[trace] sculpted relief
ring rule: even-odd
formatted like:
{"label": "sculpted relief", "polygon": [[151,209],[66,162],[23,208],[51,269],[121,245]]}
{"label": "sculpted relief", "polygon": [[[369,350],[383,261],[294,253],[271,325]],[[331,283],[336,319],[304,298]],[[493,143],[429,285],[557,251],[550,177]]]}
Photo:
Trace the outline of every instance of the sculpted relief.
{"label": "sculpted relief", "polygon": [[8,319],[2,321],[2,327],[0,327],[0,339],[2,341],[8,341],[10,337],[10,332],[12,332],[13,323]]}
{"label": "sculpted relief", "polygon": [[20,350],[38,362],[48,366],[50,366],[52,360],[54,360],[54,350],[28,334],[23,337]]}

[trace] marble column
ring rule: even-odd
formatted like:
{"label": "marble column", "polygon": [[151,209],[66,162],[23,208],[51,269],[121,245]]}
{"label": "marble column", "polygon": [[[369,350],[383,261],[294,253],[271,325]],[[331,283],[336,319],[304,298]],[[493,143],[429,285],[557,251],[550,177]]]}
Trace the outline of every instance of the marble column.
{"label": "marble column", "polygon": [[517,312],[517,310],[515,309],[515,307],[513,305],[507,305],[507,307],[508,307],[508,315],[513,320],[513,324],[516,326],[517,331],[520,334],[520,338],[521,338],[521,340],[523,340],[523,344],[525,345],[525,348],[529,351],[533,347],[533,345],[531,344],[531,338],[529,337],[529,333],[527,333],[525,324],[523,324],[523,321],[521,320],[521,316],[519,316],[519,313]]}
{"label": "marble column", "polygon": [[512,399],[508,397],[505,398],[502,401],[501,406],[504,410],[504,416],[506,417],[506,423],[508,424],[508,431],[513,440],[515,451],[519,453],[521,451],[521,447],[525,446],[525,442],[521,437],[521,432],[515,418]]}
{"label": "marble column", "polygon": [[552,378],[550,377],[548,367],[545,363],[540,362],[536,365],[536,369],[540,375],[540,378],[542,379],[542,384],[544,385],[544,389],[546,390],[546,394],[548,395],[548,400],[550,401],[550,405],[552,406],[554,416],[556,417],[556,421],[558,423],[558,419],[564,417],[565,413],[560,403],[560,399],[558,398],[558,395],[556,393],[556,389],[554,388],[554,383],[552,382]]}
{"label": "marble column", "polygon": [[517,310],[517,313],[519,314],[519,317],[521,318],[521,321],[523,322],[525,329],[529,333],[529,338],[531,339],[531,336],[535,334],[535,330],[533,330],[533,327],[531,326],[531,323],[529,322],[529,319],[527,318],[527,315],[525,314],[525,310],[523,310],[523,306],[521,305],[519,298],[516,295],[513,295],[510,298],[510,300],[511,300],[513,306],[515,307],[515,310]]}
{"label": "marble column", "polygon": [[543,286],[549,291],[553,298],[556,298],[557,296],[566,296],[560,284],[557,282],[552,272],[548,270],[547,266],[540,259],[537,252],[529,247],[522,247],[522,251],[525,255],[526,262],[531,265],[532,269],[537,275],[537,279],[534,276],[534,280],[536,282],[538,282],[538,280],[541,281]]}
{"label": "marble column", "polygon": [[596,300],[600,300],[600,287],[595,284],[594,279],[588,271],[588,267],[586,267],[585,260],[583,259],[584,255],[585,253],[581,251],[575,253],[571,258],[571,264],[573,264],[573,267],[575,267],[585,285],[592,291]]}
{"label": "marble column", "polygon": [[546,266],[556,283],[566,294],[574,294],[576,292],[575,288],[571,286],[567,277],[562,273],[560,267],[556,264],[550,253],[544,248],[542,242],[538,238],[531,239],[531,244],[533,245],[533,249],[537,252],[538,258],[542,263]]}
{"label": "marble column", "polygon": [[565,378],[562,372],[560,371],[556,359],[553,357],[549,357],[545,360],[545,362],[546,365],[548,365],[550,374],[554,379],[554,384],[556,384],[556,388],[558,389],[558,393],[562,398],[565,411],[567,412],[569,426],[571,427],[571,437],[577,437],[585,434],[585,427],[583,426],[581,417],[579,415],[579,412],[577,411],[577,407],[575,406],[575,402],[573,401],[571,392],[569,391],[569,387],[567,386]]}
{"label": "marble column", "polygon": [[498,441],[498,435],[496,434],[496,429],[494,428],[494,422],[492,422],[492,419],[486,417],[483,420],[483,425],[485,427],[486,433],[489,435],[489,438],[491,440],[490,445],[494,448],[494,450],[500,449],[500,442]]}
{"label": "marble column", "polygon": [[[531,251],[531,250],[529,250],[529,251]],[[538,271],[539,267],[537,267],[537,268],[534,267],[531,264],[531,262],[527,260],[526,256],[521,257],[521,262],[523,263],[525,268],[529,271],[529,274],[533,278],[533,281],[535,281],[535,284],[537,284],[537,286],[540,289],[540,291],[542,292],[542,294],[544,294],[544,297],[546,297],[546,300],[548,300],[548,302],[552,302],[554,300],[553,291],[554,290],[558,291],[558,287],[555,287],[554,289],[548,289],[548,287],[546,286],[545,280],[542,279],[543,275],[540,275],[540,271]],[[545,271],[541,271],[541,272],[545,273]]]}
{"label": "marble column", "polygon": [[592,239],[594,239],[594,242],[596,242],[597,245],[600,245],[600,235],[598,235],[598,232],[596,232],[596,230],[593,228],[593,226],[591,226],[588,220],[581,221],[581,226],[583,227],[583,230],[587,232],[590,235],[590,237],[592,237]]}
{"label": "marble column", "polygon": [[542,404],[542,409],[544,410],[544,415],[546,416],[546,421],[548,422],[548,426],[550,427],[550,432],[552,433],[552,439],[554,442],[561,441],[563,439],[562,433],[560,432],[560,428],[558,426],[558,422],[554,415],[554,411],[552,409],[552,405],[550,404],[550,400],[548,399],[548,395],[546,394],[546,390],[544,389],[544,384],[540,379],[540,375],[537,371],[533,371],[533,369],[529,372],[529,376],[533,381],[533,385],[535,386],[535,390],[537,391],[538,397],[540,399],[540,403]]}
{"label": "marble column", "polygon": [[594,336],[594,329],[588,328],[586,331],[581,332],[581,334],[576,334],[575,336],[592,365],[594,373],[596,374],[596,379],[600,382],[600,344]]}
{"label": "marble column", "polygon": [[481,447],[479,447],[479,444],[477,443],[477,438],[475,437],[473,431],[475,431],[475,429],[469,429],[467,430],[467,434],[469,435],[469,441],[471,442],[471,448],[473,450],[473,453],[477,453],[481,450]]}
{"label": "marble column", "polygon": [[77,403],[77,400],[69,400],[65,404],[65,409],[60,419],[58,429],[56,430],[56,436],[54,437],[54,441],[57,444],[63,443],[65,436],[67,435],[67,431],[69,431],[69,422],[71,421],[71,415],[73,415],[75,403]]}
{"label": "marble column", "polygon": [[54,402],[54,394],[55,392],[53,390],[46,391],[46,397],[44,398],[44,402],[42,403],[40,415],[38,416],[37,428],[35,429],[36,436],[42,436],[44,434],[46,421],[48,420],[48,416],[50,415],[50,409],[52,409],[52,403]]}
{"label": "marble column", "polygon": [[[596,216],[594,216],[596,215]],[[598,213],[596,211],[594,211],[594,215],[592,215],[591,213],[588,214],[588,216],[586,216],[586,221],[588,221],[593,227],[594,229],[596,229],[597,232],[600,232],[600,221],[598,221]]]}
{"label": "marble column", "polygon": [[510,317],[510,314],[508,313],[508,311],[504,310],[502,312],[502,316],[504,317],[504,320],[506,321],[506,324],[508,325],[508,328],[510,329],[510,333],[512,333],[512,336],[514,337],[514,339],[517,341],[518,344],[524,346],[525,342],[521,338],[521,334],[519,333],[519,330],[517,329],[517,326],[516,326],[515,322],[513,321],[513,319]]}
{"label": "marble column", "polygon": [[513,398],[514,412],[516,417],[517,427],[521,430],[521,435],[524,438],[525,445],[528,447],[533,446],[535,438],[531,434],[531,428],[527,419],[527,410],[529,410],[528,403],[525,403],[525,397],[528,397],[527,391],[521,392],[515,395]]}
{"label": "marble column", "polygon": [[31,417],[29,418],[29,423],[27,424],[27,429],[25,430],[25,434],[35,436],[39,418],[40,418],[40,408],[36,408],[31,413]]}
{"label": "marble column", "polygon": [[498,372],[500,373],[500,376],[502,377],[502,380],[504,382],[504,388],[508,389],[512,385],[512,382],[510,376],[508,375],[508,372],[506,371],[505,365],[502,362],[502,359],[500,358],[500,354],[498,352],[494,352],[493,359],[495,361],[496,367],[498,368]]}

- [ASSIGNMENT]: From the listing above, pick out each line where the word "instance" appears.

- [FINISHED TASK]:
Trace the outline of every instance of the sculpted relief.
Trace the outline of every instance of the marble column.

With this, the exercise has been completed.